• 04.01.2002 12:59

  • von Fabian Hust

Jaguar Racing enthüllte den Jaguar R3

Das Jaguar-Racing-Team von Teamchef Niki Lauda präsentierte am Freitagmittag das Formel-1-Auto für die Saison 2002

(Motorsport-Total.com) - Als drittes Formel-1-Team nach Toyota und BAR-Honda hat am Freitagmittag Jaguar Racing den neuen Boliden für die Saison 2002 der Öffentlichkeit vorgestellt. Vor mehreren hundert anwesenden Journalisten aus aller Welt ließen die "Grünen" um Teamchef Niki Lauda unweit des Firmenstützpunkts in Milton Keynes (Großbritannien) die Hüllen fallen. Mit dem Jaguar R3 möchte die zum Ford-Konzern gehörende Automarke in der dritten Saison einen weiteren Schritt nach vorne machen.

▶ ZU LÖSENDE AUFGABEN:
**a)** Entnimm dem Text über den Jaguar R3 bitte wörtlich den Abschnitt, der mit „(Motorsport-Total.com) - Als“ beginnt und bis einschließlich „nach vorne machen.“ reicht.
**b)** Prüfe, ob diese Aussagen mit dem Text über den Jaguar R3 übereinstimmen: (i) Jaguar Racing stellte den neuen Boliden als drittes Formel-1-Team vor. (ii) Die Automarke Jaguar gehört zum Ford-Konzern. (iii) Der Jaguar R3 ist das Auto für die Saison 2003. Beantworte jede Aussage mit Ja oder Nein und zitiere die entscheidenden Worte des Textes wörtlich.
Die Zeilen spielen hierfür keine Rolle.

[Einträge zur Begrenzungsbeschriftung]
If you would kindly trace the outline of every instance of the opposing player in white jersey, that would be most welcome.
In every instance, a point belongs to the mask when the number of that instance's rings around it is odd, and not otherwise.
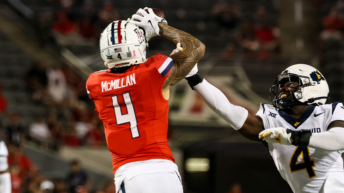
[[[11,193],[11,174],[8,170],[7,157],[8,150],[5,143],[0,141],[0,192]]]
[[[255,116],[230,103],[195,66],[185,77],[192,88],[241,135],[268,143],[277,169],[294,192],[344,192],[344,107],[323,104],[329,87],[316,69],[303,64],[287,68],[271,89],[272,105],[261,104]]]

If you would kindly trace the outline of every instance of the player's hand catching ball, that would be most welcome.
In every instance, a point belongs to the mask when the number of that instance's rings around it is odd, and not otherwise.
[[[153,37],[160,35],[159,34],[159,26],[158,23],[163,22],[167,23],[166,20],[155,15],[151,8],[146,10],[139,9],[136,13],[131,16],[131,23],[143,29],[146,33],[145,36],[148,42]]]
[[[287,133],[287,129],[281,127],[266,129],[259,134],[259,138],[263,138],[268,143],[279,143],[282,145],[291,145],[291,133]]]

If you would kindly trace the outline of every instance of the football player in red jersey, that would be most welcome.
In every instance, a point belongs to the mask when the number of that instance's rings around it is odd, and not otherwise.
[[[148,10],[140,9],[132,20],[114,21],[104,30],[100,53],[109,69],[90,75],[86,87],[104,124],[116,192],[181,193],[167,138],[169,89],[202,58],[205,46]],[[146,59],[147,42],[158,35],[184,50]]]

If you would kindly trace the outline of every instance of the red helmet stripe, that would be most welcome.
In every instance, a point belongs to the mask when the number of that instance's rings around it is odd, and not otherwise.
[[[118,43],[122,43],[122,36],[121,35],[121,23],[122,20],[118,21],[118,25],[117,26],[117,33],[118,37]]]

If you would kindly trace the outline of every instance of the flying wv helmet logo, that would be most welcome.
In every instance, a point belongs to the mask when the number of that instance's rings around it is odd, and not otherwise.
[[[137,29],[135,29],[134,30],[134,31],[136,32],[136,34],[137,34],[137,36],[139,37],[139,43],[141,44],[144,41],[144,36],[143,36],[142,33]]]
[[[319,82],[322,80],[325,80],[325,79],[323,77],[321,74],[318,71],[314,71],[314,72],[312,72],[311,74],[310,75],[311,76],[311,78],[312,78],[312,80],[313,81],[315,81],[315,82]]]

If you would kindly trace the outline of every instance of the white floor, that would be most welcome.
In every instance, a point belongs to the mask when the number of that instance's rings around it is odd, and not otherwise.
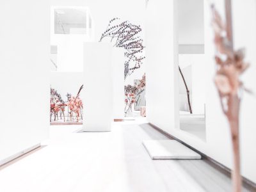
[[[152,160],[142,140],[166,139],[140,118],[112,132],[51,126],[48,145],[0,170],[0,191],[230,191],[203,160]]]

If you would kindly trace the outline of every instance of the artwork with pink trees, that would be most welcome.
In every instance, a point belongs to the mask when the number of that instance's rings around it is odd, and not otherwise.
[[[124,86],[125,92],[125,116],[126,116],[129,112],[132,112],[134,104],[139,102],[141,93],[145,91],[146,86],[146,76],[144,74],[140,83],[136,85],[125,85]]]
[[[82,85],[76,95],[72,96],[70,93],[67,94],[67,101],[65,102],[60,94],[53,88],[51,89],[51,113],[50,122],[52,122],[52,116],[54,115],[54,121],[60,122],[63,119],[65,122],[65,111],[67,111],[67,120],[68,122],[79,122],[83,120],[83,104],[80,98],[80,93],[83,88]]]

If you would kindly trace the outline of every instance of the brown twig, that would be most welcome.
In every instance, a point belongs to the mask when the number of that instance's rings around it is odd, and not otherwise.
[[[182,77],[183,82],[184,82],[184,83],[185,84],[185,86],[186,86],[186,90],[187,90],[188,102],[188,106],[189,107],[189,112],[190,112],[190,114],[192,114],[192,108],[191,108],[191,105],[190,104],[190,98],[189,98],[189,89],[188,88],[187,83],[186,83],[186,81],[185,81],[185,78],[184,78],[184,77],[183,76],[182,72],[181,71],[180,68],[179,66],[179,70],[180,71],[181,77]]]

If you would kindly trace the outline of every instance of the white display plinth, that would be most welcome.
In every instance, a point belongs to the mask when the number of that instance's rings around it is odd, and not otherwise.
[[[110,131],[113,90],[110,44],[84,44],[83,131]]]

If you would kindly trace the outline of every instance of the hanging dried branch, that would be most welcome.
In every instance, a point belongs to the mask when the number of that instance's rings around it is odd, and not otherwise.
[[[184,85],[185,85],[185,87],[186,87],[186,90],[187,91],[187,97],[188,97],[188,106],[189,108],[190,114],[192,114],[193,113],[192,113],[192,108],[191,108],[191,104],[190,104],[189,90],[189,89],[188,88],[187,83],[186,83],[185,78],[184,78],[184,77],[183,76],[182,72],[181,71],[180,67],[179,66],[179,70],[180,71],[181,77],[182,77],[182,79],[183,79],[183,83],[184,83]]]
[[[100,42],[104,38],[109,38],[114,46],[122,47],[125,51],[127,60],[124,63],[124,79],[139,68],[145,59],[143,40],[139,36],[141,31],[140,26],[136,26],[126,20],[115,24],[119,18],[111,19],[106,31],[102,33]],[[132,65],[133,64],[133,65]]]
[[[229,123],[234,154],[232,181],[234,191],[241,191],[239,155],[239,92],[244,89],[239,76],[248,67],[244,61],[244,49],[234,51],[232,31],[231,1],[225,0],[226,23],[224,23],[214,5],[212,7],[212,27],[216,49],[216,72],[214,82],[219,92],[222,110]]]

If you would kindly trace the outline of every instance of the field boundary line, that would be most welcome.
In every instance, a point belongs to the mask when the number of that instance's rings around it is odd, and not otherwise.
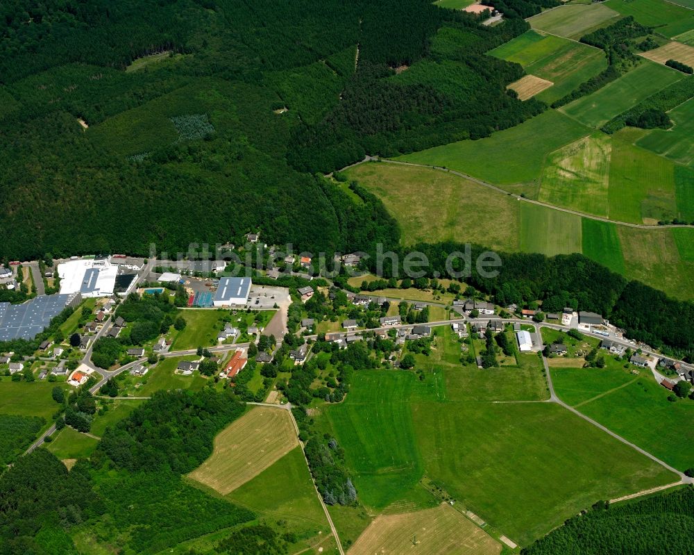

▶ LÖSUNGEN DER AUFGABEN:
**a)**
(Motorsport-Total.com) - Als drittes Formel-1-Team nach Toyota und BAR-Honda hat am Freitagmittag Jaguar Racing den neuen Boliden für die Saison 2002 der Öffentlichkeit vorgestellt. Vor mehreren hundert anwesenden Journalisten aus aller Welt ließen die "Grünen" um Teamchef Niki Lauda unweit des Firmenstützpunkts in Milton Keynes (Großbritannien) die Hüllen fallen. Mit dem Jaguar R3 möchte die zum Ford-Konzern gehörende Automarke in der dritten Saison einen weiteren Schritt nach vorne machen.

**b)**
(i) Ja: „Als drittes Formel-1-Team nach Toyota und BAR-Honda“
(ii) Ja: „die zum Ford-Konzern gehörende Automarke“
(iii) Nein: „das Formel-1-Auto für die Saison 2002“